Omit the pictures and reproduce the rest of the listing exactly.

Segment Start: Data to use

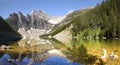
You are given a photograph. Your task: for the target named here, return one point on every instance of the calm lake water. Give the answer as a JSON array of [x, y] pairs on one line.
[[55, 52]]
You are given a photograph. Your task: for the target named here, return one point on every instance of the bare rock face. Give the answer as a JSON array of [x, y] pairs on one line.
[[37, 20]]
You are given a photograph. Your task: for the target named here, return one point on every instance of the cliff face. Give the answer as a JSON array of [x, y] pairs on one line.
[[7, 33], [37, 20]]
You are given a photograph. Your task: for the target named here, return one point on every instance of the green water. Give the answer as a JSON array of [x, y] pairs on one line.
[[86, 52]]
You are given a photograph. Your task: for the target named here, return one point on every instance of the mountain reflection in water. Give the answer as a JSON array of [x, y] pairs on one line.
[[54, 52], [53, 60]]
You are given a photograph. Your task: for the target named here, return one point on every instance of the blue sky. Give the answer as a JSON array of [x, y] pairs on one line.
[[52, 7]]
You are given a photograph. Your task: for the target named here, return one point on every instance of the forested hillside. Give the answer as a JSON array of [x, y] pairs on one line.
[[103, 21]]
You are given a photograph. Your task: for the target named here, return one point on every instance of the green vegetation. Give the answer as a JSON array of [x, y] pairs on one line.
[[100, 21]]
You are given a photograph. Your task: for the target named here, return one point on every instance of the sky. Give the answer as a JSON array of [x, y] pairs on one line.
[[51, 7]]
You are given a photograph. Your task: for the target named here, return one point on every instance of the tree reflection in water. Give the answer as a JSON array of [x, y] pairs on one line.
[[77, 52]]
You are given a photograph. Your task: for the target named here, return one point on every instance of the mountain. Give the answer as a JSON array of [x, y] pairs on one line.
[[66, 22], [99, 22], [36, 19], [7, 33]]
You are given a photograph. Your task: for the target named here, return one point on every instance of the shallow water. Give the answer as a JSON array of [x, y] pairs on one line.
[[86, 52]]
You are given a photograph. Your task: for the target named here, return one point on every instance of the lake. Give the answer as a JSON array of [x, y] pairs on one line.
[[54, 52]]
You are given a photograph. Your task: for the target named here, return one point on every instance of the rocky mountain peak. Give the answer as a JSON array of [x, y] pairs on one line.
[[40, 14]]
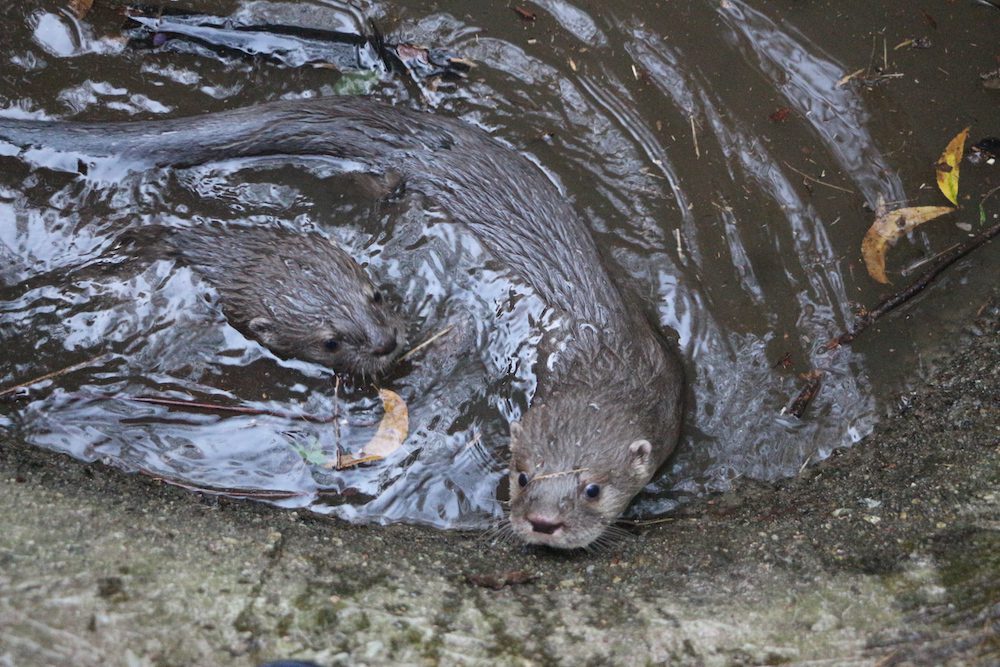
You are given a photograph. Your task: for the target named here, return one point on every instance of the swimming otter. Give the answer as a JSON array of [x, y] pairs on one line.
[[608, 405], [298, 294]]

Segment End: Data to use

- **Written solution**
You are given a photograph. Your task: for the target named here, return one point on every instance of the calm lake water. Give the answer as a JSON array of [x, y] pairs on one line.
[[55, 52]]
You are given a photograph. Your task: for the target named here, return one point on every instance of the bare rock face. Give the answer as a JSON array of [x, y] pairs on one line.
[[37, 20]]
You are given a photograph. Your task: for the target named here, return one point on every instance of the cliff face. Give the answer as a JSON array of [x, y] pairs on one line.
[[7, 33], [37, 20]]
You are given a photograph. Your task: for the target named here, return one point on every instance of the green water. Give the answer as a JSON array of [x, y] pairs on one line.
[[86, 52]]
You are given a photograph. Your task: for the target named here, return one point on every instance of the mountain reflection in water. Give the answer as a JSON array of [x, y] pairs on one line.
[[54, 52], [53, 60]]
You are given a photograph. Your task: for the target named here, return one point on every instance of the blue sky. Give the answer as a JSON array of [x, y] pairs on one line.
[[52, 7]]
You are given a photograph. Your task: for the target named here, return one point on every instance of the forested hillside. Give the answer as a JSON array of [x, y] pairs on one line.
[[103, 21]]
You are given a photograph. Your task: for the target named here, return one point on every instance of the green vegetation. Give the answer as a JSON array of [x, y] pairs on one line.
[[100, 21]]
You are given a photograph. Your task: for the target named here, return one point on every instance of the sky. Give the answer as a JSON array of [x, y] pairs on one line.
[[51, 7]]
You are given a photograph. Your task: for the target named here, return one point on every instance of the tree reflection in water. Give the answer as a JSON array of [x, y] pairs on one line.
[[77, 52]]
You are given a photograph. Your task: for the target named here, return one point on every instance of the mountain. Give the answer as a JSON array of [x, y] pairs on one line.
[[66, 22], [99, 22], [36, 19], [7, 33]]
You are given a photograph. Your task: for the target named here, return one point on every instance of the shallow water. Give the answer as a JSON array of [x, y] pairs on one line.
[[86, 52]]
You are given a photograph. Your task: for the target named here, return one point on every instance of the lake. Give the answer as a JSON array of [x, y] pairs on one line.
[[54, 52]]
You are given a photograph. Your task: for the target named here, return one point on every instance of the rocky mountain peak. Give the answer as a JSON array of [x, y] pairs on one line.
[[40, 14]]
You are given a photograph. Your task: for the target named here, return one point on every instance of the swimming otter. Give the answer as a JSON array of [x, y] pairs on one line.
[[608, 405], [298, 294]]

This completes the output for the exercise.